• [Set task]: Print these entries verbatim, starting at the line containing "task: outline the window sill" and ending after the line containing "218 123 L 229".

Picture annotation entries

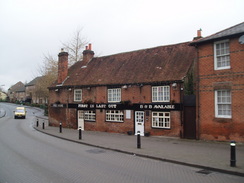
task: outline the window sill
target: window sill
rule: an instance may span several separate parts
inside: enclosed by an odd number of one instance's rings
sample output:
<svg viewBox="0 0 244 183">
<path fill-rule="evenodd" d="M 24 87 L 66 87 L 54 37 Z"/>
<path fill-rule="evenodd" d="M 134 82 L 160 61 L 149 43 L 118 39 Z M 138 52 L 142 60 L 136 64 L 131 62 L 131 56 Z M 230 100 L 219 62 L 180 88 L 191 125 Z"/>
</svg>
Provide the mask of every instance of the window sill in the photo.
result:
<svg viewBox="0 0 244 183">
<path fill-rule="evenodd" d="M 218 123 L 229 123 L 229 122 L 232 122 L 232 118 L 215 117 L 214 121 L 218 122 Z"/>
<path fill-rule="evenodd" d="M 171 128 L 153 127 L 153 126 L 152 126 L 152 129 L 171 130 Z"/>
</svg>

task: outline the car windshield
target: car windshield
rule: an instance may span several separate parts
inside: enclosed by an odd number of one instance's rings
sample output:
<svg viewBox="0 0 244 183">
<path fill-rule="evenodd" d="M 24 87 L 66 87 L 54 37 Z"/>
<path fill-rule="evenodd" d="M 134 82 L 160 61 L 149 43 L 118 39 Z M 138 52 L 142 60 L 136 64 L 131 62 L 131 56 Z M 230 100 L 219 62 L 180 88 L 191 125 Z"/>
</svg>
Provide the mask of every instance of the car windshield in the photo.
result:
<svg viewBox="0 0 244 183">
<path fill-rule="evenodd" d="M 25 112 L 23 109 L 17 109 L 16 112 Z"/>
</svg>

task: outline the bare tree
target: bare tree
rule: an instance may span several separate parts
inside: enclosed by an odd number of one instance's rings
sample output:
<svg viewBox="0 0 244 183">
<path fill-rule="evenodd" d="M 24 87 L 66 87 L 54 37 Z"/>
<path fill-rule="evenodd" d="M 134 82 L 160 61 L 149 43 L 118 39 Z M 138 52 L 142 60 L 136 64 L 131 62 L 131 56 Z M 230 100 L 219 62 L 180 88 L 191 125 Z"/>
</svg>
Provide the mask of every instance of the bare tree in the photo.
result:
--
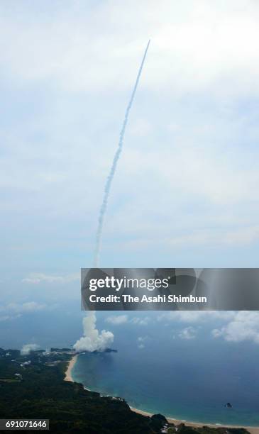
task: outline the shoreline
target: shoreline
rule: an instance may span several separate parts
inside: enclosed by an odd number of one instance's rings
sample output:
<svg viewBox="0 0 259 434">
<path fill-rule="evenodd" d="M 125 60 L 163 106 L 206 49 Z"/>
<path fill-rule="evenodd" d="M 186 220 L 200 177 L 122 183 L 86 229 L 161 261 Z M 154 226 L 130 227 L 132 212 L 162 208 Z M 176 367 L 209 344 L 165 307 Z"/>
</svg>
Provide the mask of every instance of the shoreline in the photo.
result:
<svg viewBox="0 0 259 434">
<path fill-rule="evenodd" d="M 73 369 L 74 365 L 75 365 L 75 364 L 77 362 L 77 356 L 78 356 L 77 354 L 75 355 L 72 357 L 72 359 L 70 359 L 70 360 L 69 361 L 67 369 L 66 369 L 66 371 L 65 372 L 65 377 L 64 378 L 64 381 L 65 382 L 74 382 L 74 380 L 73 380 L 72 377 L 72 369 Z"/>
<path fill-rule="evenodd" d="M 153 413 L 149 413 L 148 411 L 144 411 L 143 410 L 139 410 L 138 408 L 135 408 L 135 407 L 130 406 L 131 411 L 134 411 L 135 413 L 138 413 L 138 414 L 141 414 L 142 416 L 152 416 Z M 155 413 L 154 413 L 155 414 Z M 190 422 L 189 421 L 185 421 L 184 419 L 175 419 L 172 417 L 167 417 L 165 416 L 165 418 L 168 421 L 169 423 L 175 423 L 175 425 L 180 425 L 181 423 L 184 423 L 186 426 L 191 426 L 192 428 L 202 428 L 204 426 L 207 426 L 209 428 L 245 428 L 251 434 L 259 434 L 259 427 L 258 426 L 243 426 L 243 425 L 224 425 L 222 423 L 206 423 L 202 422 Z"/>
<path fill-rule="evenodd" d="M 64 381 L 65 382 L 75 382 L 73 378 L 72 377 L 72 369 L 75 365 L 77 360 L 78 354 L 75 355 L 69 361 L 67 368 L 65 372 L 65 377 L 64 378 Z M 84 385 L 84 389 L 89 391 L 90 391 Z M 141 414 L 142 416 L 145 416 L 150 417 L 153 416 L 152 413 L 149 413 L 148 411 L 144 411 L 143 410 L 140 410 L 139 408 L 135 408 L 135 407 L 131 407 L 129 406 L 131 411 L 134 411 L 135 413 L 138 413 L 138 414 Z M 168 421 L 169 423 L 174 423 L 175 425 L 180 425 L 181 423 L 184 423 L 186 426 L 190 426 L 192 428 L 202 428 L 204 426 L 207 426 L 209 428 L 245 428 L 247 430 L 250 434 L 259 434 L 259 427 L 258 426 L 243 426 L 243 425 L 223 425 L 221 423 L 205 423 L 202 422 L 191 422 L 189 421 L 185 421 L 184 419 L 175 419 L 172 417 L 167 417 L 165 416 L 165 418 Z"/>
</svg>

• [Answer to this problem]:
task: outline the window sill
target: window sill
rule: an instance may span several separate parts
inside: enclosed by an odd number of one instance's rings
sample output:
<svg viewBox="0 0 244 183">
<path fill-rule="evenodd" d="M 24 87 L 66 87 L 54 37 Z"/>
<path fill-rule="evenodd" d="M 134 82 L 160 61 L 149 43 L 118 39 Z M 138 52 L 142 60 L 136 64 L 131 62 L 131 56 Z M 230 100 L 219 62 L 180 88 L 191 125 Z"/>
</svg>
Provide the mask of every instance of the window sill in the photo.
result:
<svg viewBox="0 0 244 183">
<path fill-rule="evenodd" d="M 218 123 L 229 123 L 229 122 L 232 122 L 232 118 L 215 117 L 214 121 L 218 122 Z"/>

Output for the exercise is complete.